• [GOAL OF THE EXERCISE]:
Will you quote all of the entries, word for word?

• [PROVIDED RECORDS]:

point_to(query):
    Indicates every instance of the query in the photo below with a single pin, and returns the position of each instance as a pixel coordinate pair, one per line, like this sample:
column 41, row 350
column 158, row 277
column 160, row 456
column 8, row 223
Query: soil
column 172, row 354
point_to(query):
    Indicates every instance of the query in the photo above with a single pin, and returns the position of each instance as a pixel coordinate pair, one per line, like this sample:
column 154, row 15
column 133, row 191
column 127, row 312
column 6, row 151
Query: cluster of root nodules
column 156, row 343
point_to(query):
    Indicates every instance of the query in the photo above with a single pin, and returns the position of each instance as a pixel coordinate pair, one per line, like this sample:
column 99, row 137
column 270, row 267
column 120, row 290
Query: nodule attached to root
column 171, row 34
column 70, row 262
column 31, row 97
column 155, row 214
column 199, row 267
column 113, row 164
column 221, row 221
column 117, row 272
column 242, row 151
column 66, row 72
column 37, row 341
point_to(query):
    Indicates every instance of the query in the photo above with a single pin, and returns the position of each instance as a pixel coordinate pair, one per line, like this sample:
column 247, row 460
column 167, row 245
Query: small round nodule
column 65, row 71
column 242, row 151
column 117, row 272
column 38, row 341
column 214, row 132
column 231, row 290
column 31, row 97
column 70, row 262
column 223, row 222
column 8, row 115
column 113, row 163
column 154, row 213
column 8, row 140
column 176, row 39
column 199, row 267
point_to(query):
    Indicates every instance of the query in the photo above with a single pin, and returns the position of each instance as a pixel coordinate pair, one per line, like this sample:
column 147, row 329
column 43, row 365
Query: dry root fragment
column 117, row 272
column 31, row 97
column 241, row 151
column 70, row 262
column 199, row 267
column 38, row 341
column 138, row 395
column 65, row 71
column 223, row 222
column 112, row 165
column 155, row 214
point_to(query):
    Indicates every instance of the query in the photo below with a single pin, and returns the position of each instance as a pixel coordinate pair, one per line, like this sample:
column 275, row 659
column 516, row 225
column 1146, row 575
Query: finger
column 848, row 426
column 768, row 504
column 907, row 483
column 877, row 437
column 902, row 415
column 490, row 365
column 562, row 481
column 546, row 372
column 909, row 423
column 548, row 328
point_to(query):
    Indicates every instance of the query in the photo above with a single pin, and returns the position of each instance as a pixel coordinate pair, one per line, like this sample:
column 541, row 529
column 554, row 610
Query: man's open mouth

• [WRITTEN SOLUTION]:
point_to(query):
    Indicates every instance of the query in the photo below with a single pin, and returns the position of each instance as a pixel coordinate pair, one per line, like this sample:
column 41, row 350
column 158, row 277
column 160, row 456
column 8, row 223
Query: soil
column 172, row 354
point_to(query):
    Indicates every instance of the query in the photo above with a single pin, and returns the position of each instance as a pixel coordinate pair, one per line, like this sample:
column 154, row 15
column 133, row 191
column 127, row 312
column 6, row 151
Query: cluster of root nodules
column 156, row 343
point_to(query):
    Indicates every instance of the query in the photo above with a single pin, and returns the position of each instance as a pixel coordinate pair, one per line, like this sample:
column 99, row 137
column 270, row 267
column 120, row 290
Query: nodule attached to root
column 171, row 34
column 70, row 262
column 31, row 97
column 155, row 214
column 199, row 267
column 113, row 164
column 221, row 221
column 117, row 272
column 242, row 151
column 66, row 72
column 37, row 341
point_to(query):
    Indicates every instance of the query in the photo above with a single pin, and returns the position of each instance as a pixel coordinate pair, one per line, like this sample:
column 247, row 460
column 167, row 245
Query: small round nodule
column 65, row 71
column 242, row 151
column 117, row 272
column 38, row 341
column 214, row 132
column 231, row 290
column 31, row 97
column 70, row 262
column 223, row 222
column 8, row 115
column 113, row 163
column 154, row 213
column 8, row 140
column 176, row 39
column 199, row 267
point_to(query):
    Indicates every instance of the query in the photo above with a single pin, and returns the position of each instance as a pixel coordinate pair, one per line, like this sample:
column 147, row 329
column 43, row 365
Query: dry root fragment
column 117, row 272
column 31, row 97
column 241, row 151
column 70, row 262
column 199, row 267
column 38, row 341
column 138, row 395
column 65, row 71
column 223, row 222
column 112, row 165
column 155, row 214
point_to(query):
    Indicates every instance of the query in the photo below with a single pin, and returns the position of each instance as a pixel coordinate pair, one per line, like this sample:
column 275, row 659
column 516, row 225
column 1146, row 575
Query: finger
column 848, row 426
column 768, row 504
column 907, row 483
column 877, row 437
column 902, row 415
column 490, row 365
column 562, row 481
column 546, row 372
column 909, row 423
column 548, row 328
point_to(query):
    Indicates every instance of the query in the photo above with a single pin, and returns the position of each instance as a pixel coordinate pair, one per line, like this sample:
column 541, row 529
column 554, row 610
Query: man's open mouth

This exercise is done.